**EXERCISE AIM:** Output every line exactly as written. Leave out pictures.

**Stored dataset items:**
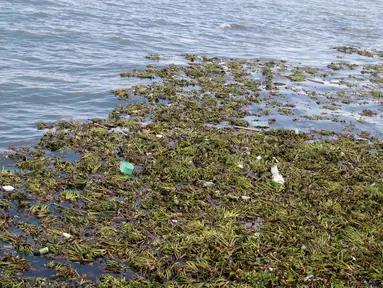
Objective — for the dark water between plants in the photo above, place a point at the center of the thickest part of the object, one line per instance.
(59, 59)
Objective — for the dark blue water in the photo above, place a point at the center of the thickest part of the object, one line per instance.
(60, 58)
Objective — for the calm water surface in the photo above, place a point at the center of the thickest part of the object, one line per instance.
(60, 58)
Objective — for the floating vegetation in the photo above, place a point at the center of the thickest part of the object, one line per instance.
(206, 204)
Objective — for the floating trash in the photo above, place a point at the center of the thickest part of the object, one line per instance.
(126, 168)
(309, 277)
(42, 251)
(8, 188)
(277, 177)
(208, 184)
(258, 124)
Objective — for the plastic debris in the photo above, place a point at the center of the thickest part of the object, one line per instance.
(309, 277)
(258, 124)
(42, 251)
(278, 178)
(126, 168)
(121, 130)
(8, 188)
(208, 184)
(275, 159)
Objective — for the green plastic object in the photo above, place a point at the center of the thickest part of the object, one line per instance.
(126, 167)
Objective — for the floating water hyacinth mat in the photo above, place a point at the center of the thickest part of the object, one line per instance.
(201, 208)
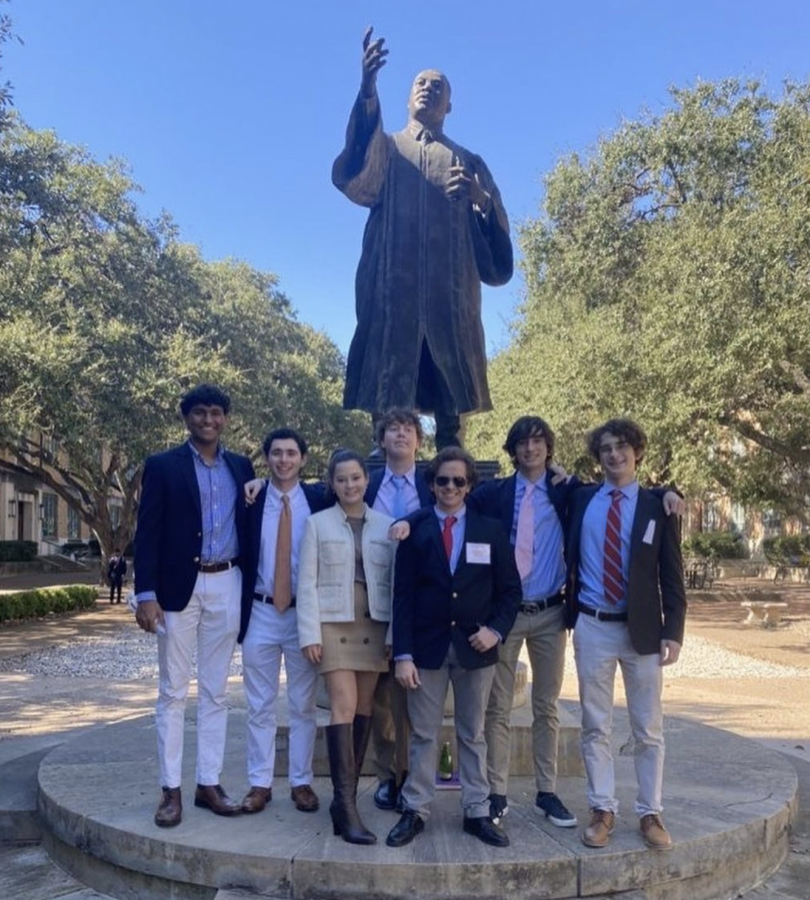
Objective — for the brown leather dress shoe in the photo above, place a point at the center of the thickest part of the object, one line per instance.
(213, 797)
(598, 832)
(655, 833)
(170, 811)
(256, 799)
(305, 799)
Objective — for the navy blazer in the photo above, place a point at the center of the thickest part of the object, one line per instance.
(168, 540)
(433, 606)
(656, 598)
(316, 500)
(375, 480)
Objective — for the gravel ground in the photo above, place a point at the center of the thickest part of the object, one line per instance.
(130, 654)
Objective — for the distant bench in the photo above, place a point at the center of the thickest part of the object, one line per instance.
(764, 612)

**SOLUTION TO THE EXERCISE:**
Objective — for the dark water between plants in the photo above, place a point at the center of the thickest part of the object, one line per instance.
(59, 59)
Objective — for the dark blue water in the photo above, place a point at the center of the thickest part of the object, one line per instance.
(60, 58)
Objective — for the calm water surface in the photo above, place a point at the center of the thickest part of the object, one line per instance.
(60, 58)
Objective — for the floating vegetation in the photo above, place a point at the center of the thickest part of the object, one line per instance.
(206, 204)
Objective — for the floating trash in the photo above, place a point at the center of the thickest part of the object, one line per instance.
(126, 168)
(309, 277)
(42, 251)
(8, 188)
(277, 177)
(208, 184)
(258, 124)
Objective — for the plastic debris in the photo above, place a point at the center of the thickest part of the object, one line per instance.
(309, 277)
(258, 124)
(42, 251)
(278, 178)
(126, 168)
(121, 130)
(8, 188)
(208, 184)
(275, 159)
Objective — for the green plastic object in the photo above, place a point at the center of the thickest part of the object, one line per instance.
(126, 167)
Objective — for the floating water hyacinth mat in the photo above, place a point at the center of the thickest part of the object, one line per instance.
(201, 208)
Objective — for the brown leather dress shoe in the photo above, place a point at the center of the thickest part of the object, one line per instance.
(213, 797)
(598, 832)
(655, 833)
(170, 811)
(256, 799)
(305, 799)
Objective — for the navy blazer in the photo above, place a point at the center of the thickest part of the object, one line per instance.
(168, 540)
(433, 606)
(656, 598)
(316, 500)
(375, 480)
Objective — for the gravel ground in the photo above, place a point at the center of the thickest part of the object, one line per instance.
(130, 654)
Objective — for the distant bench in the photo above, place a point at the center of the thickest part of the object, one line per instance.
(764, 612)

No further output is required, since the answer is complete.